Non, Stefan Zweig n'a pas connu intimement Gustav Mahler, qui régna sur l'Opéra de Vienne, de 1897 à 1907, et qui dut le quitter sur une cabale, menée de concert par une certaine presse, des membres de l'orchestre Philharmonique et quelques fonctionnaires.
Zweig n'a connu Mahler qu'en l'apercevant : c'était manifestement pour lui une joie de le voir passer sur un trottoir du "Ring" ou au détour d'une rue, de l'entendre diriger ou de le regarder, avec curiosité et inquiétude, faire, en 1911, sa dernière traversée de l'Atlantique, un voyage douloureux, accompli au terme de la dernière saison musicale mahlérienne aux États-Unis, et qui devait se terminer en calvaire, de retour en Europe, de Cherbourg à Paris, de Paris à Neuilly et de Neuilly à Vienne, avec la mort au bout du chemin, au sanatorium Loew, le soir du 18 mai 1911.

########

## ÉNONCÉ DU PROBLÈME
Relevez, dans l'ordre du passage cité ci-dessus, les localités du trajet de retour de Mahler en Europe en 1911.

[Enregistrements d'annotation de détection]
########

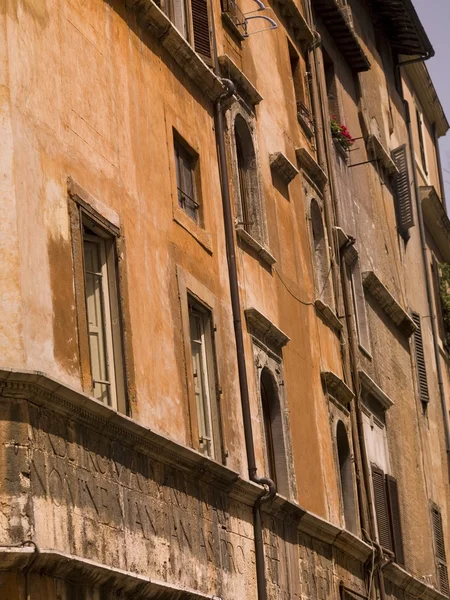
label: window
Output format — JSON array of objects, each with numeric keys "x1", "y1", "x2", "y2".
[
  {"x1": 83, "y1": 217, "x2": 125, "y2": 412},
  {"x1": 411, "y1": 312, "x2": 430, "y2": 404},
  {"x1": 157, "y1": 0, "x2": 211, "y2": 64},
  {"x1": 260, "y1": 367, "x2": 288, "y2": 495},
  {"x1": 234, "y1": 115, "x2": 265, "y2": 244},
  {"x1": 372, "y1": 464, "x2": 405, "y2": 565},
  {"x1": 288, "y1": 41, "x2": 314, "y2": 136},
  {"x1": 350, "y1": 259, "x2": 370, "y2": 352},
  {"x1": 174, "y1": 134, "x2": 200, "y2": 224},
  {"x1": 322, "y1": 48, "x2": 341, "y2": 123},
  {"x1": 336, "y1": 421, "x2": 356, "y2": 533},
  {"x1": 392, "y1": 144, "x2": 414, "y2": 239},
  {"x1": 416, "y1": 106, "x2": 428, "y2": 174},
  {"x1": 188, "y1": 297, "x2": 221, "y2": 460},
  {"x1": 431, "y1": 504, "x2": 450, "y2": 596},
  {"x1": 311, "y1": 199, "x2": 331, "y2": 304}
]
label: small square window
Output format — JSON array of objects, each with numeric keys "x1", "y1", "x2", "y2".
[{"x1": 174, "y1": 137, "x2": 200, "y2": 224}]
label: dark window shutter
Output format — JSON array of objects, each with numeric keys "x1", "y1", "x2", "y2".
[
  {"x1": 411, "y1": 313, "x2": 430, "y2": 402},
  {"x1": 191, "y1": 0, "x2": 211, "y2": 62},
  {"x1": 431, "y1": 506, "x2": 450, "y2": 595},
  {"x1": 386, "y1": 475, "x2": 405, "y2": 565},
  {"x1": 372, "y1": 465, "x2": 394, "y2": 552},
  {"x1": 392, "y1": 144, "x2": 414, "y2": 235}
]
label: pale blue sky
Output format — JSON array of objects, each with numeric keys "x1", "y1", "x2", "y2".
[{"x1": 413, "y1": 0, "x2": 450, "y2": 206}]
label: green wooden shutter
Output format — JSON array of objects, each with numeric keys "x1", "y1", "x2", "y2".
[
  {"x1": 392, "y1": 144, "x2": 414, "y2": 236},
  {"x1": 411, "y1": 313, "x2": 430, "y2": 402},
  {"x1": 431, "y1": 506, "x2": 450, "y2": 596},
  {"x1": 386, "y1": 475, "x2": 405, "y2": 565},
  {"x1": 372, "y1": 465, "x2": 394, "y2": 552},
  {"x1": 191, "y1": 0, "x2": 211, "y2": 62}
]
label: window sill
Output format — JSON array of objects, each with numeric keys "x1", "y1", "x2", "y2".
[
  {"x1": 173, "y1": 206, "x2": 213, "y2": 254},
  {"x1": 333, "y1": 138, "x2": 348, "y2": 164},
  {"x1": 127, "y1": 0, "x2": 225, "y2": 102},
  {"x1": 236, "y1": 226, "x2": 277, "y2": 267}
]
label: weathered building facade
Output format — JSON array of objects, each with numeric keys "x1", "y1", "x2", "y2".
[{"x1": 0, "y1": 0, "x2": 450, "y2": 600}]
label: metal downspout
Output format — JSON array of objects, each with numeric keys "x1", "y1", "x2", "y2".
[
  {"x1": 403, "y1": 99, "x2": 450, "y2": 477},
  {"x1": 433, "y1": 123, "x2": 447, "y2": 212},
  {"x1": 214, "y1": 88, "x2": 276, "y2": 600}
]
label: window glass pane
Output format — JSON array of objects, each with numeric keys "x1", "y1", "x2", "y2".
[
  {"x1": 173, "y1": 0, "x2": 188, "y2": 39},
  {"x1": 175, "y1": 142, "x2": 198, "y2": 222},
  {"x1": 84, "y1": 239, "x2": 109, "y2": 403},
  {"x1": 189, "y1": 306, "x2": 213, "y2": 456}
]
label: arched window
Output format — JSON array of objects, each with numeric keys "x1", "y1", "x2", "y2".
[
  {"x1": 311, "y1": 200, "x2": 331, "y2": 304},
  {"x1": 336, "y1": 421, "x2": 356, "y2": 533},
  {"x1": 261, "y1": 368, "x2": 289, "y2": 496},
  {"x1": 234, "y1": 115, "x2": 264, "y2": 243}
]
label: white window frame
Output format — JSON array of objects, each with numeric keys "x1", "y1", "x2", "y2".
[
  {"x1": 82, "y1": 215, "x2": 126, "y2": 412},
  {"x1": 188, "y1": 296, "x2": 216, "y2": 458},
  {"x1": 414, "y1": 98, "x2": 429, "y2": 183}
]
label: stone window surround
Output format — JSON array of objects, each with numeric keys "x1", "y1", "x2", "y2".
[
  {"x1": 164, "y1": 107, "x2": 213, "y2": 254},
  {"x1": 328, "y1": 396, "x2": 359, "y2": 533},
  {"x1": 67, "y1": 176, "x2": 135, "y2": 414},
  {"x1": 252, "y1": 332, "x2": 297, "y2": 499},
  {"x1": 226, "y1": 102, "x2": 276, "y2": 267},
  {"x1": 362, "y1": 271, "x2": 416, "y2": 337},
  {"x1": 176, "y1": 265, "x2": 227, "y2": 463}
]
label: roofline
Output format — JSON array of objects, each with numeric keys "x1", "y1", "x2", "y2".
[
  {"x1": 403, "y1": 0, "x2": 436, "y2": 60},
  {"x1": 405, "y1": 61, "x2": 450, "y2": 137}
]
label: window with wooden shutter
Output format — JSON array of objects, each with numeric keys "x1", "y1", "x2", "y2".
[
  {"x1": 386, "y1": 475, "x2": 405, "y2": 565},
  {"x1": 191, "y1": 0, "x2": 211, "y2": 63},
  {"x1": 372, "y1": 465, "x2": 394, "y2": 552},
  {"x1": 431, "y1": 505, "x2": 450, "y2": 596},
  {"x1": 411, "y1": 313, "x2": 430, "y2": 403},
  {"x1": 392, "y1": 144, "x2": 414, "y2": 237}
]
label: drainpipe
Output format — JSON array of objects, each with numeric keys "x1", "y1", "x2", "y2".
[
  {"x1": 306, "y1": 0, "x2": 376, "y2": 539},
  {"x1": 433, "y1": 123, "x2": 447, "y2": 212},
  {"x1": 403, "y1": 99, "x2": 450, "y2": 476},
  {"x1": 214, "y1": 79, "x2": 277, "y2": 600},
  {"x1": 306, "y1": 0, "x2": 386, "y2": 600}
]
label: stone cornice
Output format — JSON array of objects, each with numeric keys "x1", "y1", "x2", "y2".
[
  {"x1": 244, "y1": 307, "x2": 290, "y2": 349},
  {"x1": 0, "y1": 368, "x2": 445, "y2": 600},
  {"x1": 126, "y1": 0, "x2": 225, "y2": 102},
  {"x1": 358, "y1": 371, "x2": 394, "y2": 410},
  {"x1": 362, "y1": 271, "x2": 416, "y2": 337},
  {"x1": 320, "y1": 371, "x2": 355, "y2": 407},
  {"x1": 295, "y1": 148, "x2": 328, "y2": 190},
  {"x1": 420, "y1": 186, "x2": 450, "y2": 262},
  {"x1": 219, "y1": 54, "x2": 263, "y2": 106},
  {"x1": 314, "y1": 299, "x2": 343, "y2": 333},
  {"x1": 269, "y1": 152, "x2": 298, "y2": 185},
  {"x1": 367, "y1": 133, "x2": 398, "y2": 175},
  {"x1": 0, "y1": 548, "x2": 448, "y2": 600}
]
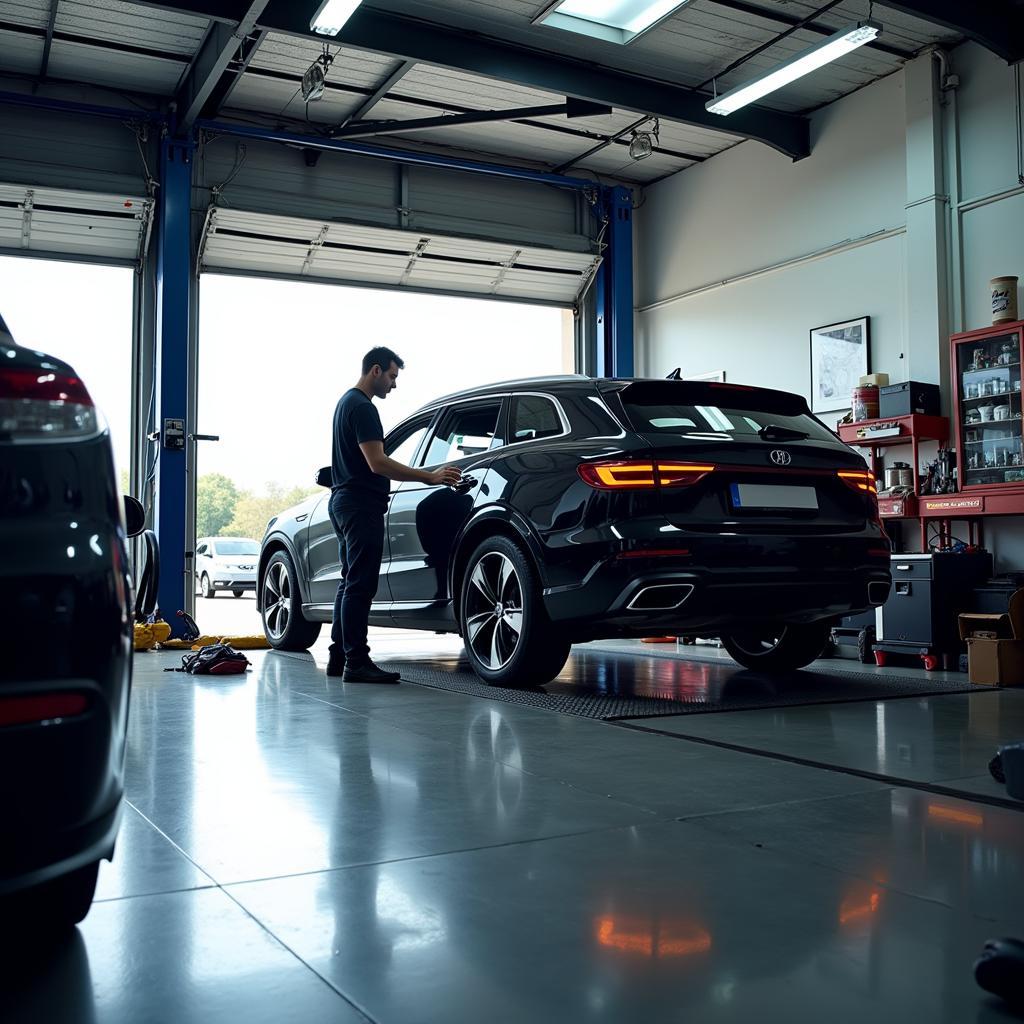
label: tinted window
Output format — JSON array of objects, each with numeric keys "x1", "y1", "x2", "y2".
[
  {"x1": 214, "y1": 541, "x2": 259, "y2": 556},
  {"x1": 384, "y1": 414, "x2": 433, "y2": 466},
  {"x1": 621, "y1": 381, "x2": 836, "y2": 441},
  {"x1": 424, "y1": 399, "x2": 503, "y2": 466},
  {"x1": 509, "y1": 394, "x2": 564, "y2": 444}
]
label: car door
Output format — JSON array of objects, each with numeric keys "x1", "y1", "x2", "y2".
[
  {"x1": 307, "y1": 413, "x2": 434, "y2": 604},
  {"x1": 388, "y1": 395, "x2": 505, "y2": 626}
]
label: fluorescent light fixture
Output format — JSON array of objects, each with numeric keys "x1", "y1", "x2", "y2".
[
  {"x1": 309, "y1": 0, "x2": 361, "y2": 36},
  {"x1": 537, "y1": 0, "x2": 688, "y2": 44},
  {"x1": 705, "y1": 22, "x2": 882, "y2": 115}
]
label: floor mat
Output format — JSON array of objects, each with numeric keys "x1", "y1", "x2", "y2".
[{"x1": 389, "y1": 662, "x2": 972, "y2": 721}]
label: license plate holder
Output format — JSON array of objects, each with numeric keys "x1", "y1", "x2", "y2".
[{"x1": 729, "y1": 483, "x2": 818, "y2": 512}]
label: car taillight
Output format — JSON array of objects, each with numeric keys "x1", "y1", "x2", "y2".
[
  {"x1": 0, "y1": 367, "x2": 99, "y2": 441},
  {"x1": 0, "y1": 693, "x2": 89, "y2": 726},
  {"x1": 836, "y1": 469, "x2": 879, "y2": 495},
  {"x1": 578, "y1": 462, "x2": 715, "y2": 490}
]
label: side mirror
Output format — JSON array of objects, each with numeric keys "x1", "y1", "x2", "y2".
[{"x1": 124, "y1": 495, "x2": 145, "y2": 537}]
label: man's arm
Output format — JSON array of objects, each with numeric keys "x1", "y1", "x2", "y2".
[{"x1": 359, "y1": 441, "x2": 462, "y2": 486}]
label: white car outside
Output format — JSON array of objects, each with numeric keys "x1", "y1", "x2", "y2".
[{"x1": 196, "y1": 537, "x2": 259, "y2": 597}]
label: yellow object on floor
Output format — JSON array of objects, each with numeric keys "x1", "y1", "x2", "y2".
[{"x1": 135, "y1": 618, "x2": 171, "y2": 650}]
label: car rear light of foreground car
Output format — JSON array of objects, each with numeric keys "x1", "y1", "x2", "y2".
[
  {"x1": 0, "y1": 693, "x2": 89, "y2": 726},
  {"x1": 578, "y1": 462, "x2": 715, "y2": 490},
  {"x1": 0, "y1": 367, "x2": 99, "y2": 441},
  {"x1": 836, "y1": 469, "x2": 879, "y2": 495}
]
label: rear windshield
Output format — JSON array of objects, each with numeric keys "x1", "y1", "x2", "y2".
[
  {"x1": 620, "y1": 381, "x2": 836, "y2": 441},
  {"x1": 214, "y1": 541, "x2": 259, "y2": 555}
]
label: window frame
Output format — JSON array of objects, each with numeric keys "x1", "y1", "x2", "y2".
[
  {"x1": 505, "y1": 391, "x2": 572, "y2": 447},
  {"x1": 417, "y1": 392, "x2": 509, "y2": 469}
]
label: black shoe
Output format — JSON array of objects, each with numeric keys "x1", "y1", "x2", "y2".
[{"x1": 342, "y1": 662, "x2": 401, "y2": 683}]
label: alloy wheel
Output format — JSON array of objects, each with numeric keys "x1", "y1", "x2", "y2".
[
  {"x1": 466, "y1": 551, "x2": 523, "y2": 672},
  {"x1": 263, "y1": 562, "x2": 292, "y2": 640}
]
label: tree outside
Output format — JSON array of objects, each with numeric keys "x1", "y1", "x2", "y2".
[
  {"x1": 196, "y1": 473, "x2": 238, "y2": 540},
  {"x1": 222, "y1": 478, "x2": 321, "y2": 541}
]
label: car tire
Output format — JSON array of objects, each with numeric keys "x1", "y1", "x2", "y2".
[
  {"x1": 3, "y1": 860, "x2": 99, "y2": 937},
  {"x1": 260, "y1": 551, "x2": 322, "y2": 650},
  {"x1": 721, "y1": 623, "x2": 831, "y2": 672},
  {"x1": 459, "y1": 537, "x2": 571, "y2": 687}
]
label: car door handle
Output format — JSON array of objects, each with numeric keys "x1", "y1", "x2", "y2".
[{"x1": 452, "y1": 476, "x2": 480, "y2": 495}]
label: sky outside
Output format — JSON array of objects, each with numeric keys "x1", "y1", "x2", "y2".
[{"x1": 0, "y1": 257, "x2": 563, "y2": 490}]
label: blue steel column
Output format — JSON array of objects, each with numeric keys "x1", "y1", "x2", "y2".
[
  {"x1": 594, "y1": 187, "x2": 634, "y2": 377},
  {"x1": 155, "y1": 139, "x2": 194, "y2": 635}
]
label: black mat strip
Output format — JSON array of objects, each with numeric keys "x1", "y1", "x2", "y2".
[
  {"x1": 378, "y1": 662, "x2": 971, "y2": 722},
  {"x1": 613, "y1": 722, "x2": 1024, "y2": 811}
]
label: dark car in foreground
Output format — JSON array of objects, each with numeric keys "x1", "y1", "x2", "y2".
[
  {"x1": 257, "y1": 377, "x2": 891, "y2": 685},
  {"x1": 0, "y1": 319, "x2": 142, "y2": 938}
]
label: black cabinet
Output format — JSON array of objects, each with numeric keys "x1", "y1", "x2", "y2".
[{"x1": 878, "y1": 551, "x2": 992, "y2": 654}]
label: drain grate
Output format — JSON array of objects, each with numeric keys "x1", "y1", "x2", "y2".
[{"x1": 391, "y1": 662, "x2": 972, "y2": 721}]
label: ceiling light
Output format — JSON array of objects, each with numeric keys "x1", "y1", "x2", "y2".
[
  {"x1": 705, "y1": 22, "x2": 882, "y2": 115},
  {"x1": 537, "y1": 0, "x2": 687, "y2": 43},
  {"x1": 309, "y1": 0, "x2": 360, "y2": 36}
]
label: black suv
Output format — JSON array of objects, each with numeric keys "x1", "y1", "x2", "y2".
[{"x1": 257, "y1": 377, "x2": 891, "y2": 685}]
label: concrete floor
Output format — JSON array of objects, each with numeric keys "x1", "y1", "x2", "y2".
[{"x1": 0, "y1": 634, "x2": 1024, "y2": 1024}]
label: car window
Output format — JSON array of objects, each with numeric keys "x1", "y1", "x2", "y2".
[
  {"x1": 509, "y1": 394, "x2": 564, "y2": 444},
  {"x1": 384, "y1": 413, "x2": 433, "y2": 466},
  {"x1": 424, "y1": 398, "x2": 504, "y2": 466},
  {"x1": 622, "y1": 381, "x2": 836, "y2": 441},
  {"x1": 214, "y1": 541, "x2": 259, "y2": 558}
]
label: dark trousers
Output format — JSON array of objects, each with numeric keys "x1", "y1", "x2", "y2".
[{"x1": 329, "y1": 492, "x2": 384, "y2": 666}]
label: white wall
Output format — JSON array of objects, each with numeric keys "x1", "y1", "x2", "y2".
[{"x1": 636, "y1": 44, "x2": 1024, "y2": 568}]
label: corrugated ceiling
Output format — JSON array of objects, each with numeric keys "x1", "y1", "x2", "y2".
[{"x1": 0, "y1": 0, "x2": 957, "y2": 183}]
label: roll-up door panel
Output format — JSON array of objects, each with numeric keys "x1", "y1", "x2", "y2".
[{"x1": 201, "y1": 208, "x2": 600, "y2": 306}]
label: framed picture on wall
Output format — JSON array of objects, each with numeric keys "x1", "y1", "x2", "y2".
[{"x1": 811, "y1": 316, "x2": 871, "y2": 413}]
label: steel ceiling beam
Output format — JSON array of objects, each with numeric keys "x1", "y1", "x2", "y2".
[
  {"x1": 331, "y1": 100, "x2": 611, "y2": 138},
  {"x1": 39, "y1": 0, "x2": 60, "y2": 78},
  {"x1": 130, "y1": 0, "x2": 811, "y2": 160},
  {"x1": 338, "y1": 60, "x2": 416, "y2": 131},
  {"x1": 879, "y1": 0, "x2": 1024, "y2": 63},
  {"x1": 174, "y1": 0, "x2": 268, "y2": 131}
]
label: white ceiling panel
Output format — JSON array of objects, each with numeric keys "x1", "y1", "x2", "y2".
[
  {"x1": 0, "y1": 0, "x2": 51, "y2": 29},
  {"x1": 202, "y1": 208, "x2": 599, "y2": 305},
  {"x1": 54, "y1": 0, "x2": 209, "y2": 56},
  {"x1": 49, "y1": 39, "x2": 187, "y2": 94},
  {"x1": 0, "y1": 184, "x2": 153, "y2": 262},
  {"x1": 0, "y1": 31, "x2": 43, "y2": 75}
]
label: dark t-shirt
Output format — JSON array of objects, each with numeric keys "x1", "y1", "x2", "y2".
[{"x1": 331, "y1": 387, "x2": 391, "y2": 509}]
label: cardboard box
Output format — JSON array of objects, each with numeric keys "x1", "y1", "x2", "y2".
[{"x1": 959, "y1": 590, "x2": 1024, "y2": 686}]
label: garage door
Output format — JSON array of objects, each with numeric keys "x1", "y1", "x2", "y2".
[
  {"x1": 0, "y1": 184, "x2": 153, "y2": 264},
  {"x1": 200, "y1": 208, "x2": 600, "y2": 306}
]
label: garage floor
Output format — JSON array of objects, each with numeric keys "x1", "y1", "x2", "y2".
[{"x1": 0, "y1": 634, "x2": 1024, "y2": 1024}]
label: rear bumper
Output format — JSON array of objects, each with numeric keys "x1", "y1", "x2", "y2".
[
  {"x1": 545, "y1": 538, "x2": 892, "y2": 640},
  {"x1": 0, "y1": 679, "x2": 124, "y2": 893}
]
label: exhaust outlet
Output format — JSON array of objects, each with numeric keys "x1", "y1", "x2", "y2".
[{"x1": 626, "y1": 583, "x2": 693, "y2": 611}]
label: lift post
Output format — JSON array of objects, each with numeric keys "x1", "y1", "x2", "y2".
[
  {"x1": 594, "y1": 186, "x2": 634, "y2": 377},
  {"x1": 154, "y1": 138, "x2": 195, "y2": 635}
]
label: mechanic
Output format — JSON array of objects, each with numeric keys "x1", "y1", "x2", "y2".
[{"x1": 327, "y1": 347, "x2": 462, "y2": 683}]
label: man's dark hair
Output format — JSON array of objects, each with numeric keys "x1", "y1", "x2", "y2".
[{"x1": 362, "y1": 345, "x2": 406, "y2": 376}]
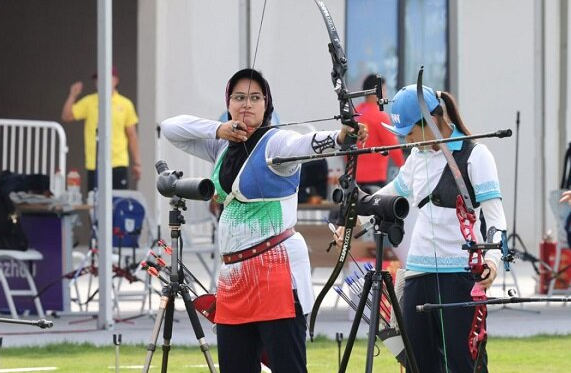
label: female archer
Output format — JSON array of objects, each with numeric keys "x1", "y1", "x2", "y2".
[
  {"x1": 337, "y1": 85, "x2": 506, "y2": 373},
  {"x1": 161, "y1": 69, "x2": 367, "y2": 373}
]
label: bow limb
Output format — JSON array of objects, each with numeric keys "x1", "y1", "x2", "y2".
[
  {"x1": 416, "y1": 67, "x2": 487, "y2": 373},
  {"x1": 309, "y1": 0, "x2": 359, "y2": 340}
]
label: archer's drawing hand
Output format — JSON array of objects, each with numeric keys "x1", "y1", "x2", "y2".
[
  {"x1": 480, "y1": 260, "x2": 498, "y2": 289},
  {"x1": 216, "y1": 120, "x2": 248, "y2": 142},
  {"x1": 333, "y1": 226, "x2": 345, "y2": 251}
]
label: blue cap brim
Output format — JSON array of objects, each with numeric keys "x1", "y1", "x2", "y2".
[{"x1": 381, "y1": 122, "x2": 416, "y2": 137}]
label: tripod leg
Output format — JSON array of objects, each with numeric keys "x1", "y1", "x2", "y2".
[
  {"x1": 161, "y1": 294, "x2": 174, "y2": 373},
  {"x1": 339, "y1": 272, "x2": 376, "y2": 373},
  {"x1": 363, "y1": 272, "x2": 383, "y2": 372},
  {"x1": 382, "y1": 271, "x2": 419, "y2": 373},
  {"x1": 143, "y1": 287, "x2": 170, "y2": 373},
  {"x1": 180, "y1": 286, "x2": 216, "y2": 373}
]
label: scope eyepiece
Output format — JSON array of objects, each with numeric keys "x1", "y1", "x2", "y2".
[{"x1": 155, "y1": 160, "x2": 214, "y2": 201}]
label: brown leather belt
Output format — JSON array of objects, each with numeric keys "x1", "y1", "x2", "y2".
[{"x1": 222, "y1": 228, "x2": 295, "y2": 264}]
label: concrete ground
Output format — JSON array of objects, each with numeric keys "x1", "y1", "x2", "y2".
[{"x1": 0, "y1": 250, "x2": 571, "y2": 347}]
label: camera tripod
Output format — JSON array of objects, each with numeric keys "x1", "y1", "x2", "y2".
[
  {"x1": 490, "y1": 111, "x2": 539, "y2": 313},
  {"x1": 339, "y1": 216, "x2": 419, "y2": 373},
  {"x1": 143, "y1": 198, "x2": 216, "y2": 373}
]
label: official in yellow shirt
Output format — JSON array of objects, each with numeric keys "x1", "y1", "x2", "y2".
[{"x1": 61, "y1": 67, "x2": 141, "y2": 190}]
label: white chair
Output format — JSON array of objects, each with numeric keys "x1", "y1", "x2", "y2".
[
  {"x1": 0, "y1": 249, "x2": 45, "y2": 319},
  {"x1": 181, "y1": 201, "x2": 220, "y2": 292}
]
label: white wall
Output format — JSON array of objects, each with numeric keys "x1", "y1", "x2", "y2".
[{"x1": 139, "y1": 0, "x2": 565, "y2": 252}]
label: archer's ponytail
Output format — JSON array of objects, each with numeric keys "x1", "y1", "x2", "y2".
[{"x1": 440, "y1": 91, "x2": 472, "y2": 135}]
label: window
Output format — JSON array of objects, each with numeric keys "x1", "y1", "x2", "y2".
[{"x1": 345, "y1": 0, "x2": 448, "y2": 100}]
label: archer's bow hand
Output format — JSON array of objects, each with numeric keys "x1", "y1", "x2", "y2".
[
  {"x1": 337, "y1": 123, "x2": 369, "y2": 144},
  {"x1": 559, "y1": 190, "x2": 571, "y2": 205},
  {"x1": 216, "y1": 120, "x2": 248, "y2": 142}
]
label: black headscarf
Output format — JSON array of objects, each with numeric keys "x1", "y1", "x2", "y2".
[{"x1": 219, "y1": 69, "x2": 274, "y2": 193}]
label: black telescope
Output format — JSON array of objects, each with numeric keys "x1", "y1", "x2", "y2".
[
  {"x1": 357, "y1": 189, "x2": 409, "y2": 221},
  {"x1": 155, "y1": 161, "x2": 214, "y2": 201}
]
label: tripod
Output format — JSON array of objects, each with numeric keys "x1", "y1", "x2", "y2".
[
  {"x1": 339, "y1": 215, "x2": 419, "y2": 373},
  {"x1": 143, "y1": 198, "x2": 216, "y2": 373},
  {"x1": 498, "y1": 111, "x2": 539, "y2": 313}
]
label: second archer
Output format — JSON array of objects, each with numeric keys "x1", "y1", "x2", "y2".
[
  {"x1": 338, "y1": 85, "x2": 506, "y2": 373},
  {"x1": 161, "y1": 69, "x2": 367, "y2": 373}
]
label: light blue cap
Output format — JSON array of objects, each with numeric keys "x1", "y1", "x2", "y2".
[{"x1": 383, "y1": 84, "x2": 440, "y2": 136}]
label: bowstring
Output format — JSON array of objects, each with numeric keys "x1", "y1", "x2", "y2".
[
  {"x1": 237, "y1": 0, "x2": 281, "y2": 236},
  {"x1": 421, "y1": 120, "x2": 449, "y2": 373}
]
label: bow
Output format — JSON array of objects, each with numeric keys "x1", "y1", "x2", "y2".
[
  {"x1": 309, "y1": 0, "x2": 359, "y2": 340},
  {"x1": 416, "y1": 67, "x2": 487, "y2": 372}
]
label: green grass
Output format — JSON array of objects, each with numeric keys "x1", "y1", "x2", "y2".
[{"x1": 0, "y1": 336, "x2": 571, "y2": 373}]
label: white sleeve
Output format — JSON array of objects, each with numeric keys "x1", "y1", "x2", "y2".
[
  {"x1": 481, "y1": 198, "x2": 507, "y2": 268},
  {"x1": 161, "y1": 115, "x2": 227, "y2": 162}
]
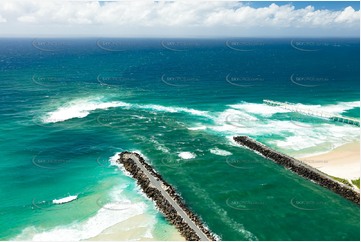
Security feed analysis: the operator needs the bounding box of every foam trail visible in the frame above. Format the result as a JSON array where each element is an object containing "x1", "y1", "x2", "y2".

########

## RÉSULTAT CI-DESSOUS
Cherbourg, Paris, Neuilly, Vienne.